Excerpt to read:
• • • • • • •

Atrial fibrillation (AFib) – causes the upper chambers of the heart to beat irregularly, and allows little pools of blood to gather. As the blood pools, clots are likely. These clots can travel to the brain and cause a stroke. Nearly 3 million people in the U.S. alone have this abnormal heart rhythm. The following four drugs have been approved by the Food and Drug Administration to treat this serious condition. But be aware, one of the drugs is facing serious allegations in Xarelto lawsuit litigation.
Warfarin, sold under the brand names Coumadin and Jantoven, hit the U.S. market in the 1950s and for decades remained the only drug approved for the prevention of blood clots and stroke in patients who have AFib. It is also used in the treatment and prevention of blood clots in the veins and to reduce the risks of heart attack and stroke from blood clots.
Use of warfarin requires close monitoring of the blood to ensure the patients remains safe at their therapeutic dosage levels. Patients must have monthly if not weekly blood tests, monitor their intake of foods that have Vitamin K, and be vigilant against taking any of the wide range of medications and supplements that can interact with warfarin.
In 2012, the blood thinner apixaban, sold under the brand name Eliquis hit the market as a prescription drug used to treat AFib and to prevent blood clots in patients who have received a knee or hip replacement implant. Eliquis is manufactured and distributed by Bristol-Meyers Squibb and healthcare giant Pfizer Inc.
Side Effects of Eliquis include uncontrolled bleeding events of the gastrointestinal tract, brain, and under the cranium for which there is no antidote. The drug has also been associated with deep vein thrombosis, stroke, and fatal clots.
Rivaroxaban was approved by the FDA in 2011 to treat AFib, and then was approved again in 2012 for the prevention and treatment of deep vein thrombosis, blood clots that occur in the legs, and pulmonary embolism where a blood clot breaks free, travels to the lungs, and causes an arterial blockage of blood flow.
Side effects of Xarelto include uncontrolled bleeding events for which there is no reversal agent. Researchers have linked this drug to an increased risk of gastrointestinal bleeds and transfusions than certain other similar drugs on the market. The drug has also been linked to wound infections, eye hemorrhage, excessive blood loss, and intracranial bleeds.
Approved for use in the prevention of blood clots and stroke in patients with AFib in 2011, dabigatran, sold under the brand name Pradaxa, is also used for the treatment and prevention of blood clots in patients with AFib. It is also approved for the prevention and treatment of deep vein thrombosis and pulmonary embolism. Pradaxa is made by Boehringer Ingelheim.
Side Effects of Pradaxa include hemorrhaging, uncontrolled bleeding, increased risk of heart attack and the symptoms of heart attack when compared to warfarin. As with the other drugs on the list, Pradaxa doesn’t have a reversal agent, so if an excessive or uncontrolled bleed starts, physicians may be unable to stop it.

• • • • • • •

Data extract:
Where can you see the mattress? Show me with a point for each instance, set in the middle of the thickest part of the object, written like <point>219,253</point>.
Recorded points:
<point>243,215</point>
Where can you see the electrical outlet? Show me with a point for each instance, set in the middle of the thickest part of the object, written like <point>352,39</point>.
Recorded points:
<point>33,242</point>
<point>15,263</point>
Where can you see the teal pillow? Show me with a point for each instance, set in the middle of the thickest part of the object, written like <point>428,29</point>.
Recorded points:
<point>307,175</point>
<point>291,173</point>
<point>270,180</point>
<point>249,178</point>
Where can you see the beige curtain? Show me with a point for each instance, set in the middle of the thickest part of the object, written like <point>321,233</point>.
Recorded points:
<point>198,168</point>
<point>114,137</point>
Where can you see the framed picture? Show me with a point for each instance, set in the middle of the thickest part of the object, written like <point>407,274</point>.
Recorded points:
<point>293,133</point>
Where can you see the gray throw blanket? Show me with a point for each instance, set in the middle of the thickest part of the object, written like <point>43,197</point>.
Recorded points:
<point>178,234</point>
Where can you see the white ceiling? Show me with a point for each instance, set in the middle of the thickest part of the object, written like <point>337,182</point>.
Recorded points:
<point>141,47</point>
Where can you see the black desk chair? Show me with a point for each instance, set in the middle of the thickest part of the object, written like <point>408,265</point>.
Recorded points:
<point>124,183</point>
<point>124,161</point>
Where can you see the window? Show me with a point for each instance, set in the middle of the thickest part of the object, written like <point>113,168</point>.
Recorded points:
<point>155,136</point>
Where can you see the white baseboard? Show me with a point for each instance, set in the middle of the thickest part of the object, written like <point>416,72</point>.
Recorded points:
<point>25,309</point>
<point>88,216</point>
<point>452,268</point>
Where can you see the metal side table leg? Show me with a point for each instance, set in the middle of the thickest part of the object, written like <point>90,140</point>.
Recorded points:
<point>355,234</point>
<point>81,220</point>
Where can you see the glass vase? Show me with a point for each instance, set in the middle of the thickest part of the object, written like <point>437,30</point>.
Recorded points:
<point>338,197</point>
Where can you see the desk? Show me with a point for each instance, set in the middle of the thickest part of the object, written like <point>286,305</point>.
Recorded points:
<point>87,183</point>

• • • • • • •

Questions:
**a.** Answer these questions from the overview of AFib drugs, one answer per line:
(i) About how many people in the U.S. have AFib?
(ii) In what decade did warfarin reach the U.S. market?
(iii) Which company makes Pradaxa?
**b.** Write out word for word the part of the overview of AFib drugs from "Rivaroxaban was approved" up to and including "of blood flow.".

Task-by-task results:
**a.**
(i) Nearly 3 million
(ii) The 1950s
(iii) Boehringer Ingelheim

**b.**
Rivaroxaban was approved by the FDA in 2011 to treat AFib, and then was approved again in 2012 for the prevention and treatment of deep vein thrombosis, blood clots that occur in the legs, and pulmonary embolism where a blood clot breaks free, travels to the lungs, and causes an arterial blockage of blood flow.